Set exercise 1
Count the lines in the records below that contain the word "window", and reply with only that number.

Extract
....

# Affixed shelving ideas for basement with concrete walls?



## fireweed farm (Dec 31, 2010)

My basement is concrete walls, strapped with extruded rigid foam sheets then capped with waterproof drywall (concrete?)- as there is an off chance at some point it's going to flood. I'm ready!
That said I'm not sure how to get shelving in there. I'd like 2 of the 4 walls with floor to ceiling shelves.
And yes we can have earthquakes here, so I'd prefer they were affixed to the wall.
So, no studs! Any ideas how to get this done?
Thanks!


----------



## Bearfootfarm (Jul 13, 2006)

Use Anchor bolts or concrete screws, and track shelf brackets similar to this:


----------



## blooba (Feb 9, 2010)

If you have earthquakes dont forget to put a lip on the shelves so stuff doesnt fall off


----------



## wy_white_wolf (Oct 14, 2004)

Use anchors to the floor and attach to the ceiling joists above.


----------



## KMA1 (Dec 9, 2006)

....

Data to use
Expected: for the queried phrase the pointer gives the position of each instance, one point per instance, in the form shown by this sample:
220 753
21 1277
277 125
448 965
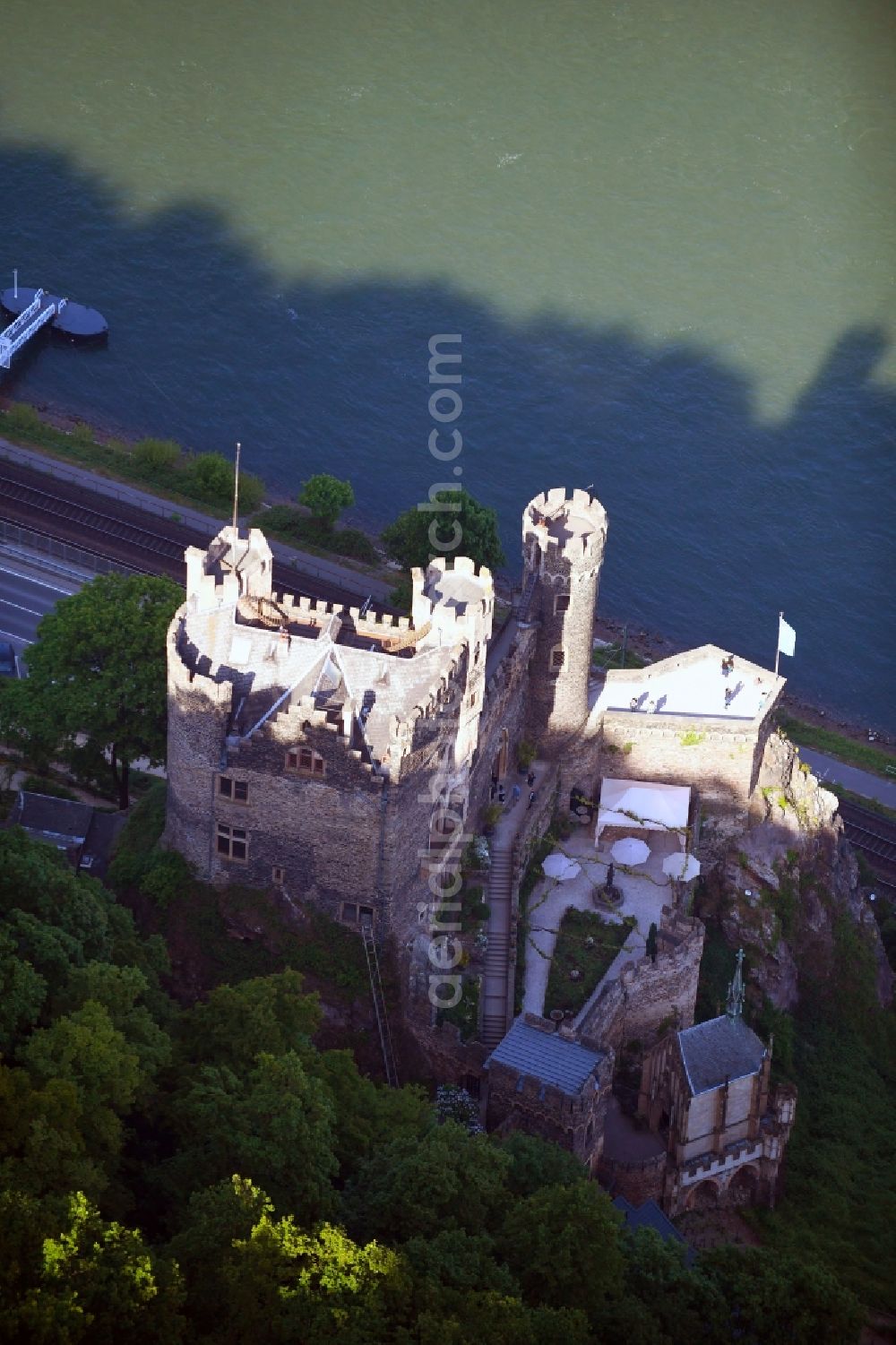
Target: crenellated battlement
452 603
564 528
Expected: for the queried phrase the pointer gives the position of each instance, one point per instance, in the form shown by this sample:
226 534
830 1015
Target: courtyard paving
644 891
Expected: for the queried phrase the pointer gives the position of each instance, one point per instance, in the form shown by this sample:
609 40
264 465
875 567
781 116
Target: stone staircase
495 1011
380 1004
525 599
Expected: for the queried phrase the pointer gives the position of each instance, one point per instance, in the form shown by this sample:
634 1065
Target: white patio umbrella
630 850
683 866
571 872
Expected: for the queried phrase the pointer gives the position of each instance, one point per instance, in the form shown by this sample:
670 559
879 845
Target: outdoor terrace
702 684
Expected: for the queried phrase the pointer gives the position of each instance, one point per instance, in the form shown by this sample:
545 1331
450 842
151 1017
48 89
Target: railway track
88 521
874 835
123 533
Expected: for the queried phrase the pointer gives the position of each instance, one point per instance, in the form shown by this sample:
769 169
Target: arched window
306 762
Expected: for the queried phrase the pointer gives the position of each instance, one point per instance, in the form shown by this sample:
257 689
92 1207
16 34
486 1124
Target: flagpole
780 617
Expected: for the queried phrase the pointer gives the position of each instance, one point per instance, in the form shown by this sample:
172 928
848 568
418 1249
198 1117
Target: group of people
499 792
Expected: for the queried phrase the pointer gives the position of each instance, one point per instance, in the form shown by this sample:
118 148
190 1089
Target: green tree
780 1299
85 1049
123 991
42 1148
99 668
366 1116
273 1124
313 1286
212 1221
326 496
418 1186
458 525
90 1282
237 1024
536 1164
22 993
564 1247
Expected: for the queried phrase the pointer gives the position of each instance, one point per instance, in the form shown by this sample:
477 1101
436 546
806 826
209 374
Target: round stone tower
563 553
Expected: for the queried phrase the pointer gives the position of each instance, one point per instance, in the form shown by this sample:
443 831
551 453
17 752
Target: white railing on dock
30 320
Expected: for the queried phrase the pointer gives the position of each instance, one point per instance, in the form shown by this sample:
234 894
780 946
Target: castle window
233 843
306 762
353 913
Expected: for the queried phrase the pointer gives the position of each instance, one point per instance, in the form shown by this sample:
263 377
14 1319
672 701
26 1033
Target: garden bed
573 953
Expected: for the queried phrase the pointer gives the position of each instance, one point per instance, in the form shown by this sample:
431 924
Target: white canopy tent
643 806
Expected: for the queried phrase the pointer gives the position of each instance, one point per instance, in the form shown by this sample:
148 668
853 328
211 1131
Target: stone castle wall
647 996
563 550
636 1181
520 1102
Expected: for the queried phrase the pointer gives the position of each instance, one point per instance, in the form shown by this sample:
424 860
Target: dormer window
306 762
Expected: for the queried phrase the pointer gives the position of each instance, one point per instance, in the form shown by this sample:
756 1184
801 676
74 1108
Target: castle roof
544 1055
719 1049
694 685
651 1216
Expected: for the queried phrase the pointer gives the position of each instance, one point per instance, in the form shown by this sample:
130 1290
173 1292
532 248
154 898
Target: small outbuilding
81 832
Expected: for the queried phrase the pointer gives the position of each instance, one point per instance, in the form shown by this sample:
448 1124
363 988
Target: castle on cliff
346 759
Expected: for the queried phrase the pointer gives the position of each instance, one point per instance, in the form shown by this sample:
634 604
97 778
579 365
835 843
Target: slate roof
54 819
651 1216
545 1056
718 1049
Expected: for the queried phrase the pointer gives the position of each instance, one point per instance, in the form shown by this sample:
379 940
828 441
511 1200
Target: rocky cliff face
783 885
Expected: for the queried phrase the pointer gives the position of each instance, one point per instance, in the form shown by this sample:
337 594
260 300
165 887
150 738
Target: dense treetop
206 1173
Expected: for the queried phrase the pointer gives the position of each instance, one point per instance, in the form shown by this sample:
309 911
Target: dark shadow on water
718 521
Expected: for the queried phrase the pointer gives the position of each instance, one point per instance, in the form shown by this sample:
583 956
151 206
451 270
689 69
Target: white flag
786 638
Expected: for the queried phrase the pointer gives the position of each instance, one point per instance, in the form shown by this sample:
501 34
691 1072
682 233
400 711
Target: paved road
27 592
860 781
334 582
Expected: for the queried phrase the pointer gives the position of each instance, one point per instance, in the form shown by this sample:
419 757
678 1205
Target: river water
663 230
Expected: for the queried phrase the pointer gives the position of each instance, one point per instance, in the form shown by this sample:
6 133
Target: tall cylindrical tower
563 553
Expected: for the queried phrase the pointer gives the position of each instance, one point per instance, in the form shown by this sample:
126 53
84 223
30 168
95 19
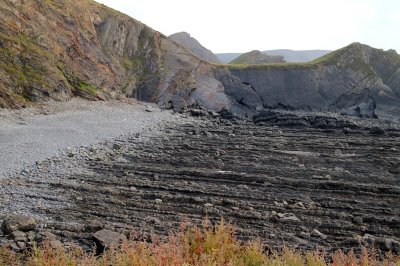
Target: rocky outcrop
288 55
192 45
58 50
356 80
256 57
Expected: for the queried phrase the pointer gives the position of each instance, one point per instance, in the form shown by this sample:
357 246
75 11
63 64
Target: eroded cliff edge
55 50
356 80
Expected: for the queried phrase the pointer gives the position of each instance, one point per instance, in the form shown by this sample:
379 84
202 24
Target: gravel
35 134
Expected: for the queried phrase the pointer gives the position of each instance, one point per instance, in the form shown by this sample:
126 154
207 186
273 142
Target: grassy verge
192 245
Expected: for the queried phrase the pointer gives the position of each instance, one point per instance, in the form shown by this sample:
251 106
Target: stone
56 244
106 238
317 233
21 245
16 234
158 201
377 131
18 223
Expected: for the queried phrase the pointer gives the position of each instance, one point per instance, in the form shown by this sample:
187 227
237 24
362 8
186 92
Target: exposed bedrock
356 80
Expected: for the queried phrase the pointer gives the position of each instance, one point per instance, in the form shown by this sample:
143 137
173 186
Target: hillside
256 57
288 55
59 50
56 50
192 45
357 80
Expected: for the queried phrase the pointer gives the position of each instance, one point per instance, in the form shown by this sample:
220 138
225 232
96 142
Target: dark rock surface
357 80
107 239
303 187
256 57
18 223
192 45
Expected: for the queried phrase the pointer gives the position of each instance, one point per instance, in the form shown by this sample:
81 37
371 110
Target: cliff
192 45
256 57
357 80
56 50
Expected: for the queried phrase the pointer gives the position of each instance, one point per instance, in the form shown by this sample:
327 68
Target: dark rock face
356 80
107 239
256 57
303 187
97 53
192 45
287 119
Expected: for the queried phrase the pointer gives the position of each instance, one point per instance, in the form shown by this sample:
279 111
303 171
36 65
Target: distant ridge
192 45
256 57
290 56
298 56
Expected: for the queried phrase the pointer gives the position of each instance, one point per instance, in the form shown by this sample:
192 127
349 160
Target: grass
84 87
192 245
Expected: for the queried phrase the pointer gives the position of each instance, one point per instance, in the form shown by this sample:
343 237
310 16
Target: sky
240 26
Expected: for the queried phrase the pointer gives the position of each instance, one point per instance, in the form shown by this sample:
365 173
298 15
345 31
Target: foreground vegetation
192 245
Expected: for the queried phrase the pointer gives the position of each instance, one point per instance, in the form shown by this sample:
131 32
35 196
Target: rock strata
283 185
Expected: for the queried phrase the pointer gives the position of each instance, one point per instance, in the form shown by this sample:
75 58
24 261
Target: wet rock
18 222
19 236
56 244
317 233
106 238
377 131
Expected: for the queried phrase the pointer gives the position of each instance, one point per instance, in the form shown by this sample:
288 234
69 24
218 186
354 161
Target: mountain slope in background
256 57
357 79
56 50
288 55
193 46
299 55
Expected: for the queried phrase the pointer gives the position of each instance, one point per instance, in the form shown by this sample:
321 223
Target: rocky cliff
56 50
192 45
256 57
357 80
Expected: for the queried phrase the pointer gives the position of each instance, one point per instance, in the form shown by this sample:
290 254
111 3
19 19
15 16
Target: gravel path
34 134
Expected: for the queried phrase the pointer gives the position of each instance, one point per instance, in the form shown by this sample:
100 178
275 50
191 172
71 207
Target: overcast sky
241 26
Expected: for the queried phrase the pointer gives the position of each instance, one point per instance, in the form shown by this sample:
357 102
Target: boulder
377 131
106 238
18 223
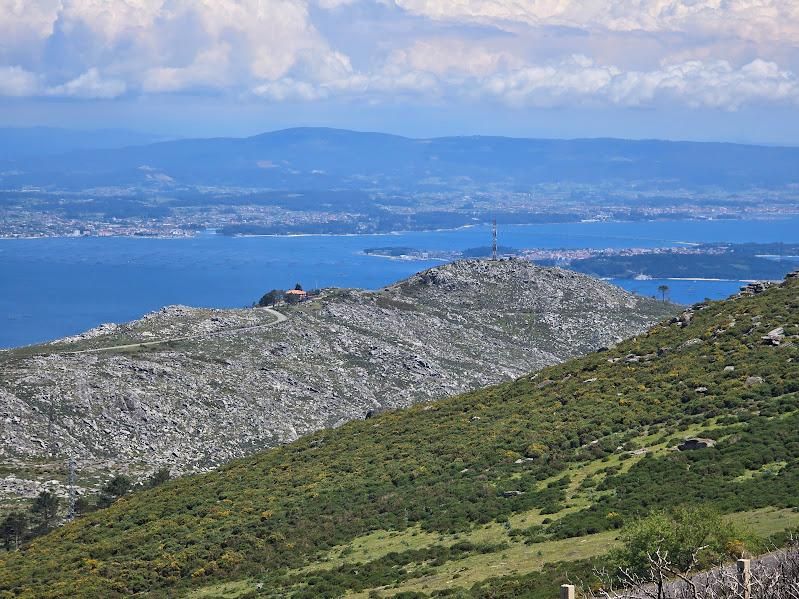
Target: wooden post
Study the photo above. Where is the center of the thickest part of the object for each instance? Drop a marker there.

....

Set exercise 2
According to the basement shelving thread, what should be put on the shelves so things don't fall off during earthquakes?

Full answer 1
3

Full answer 2
A lip.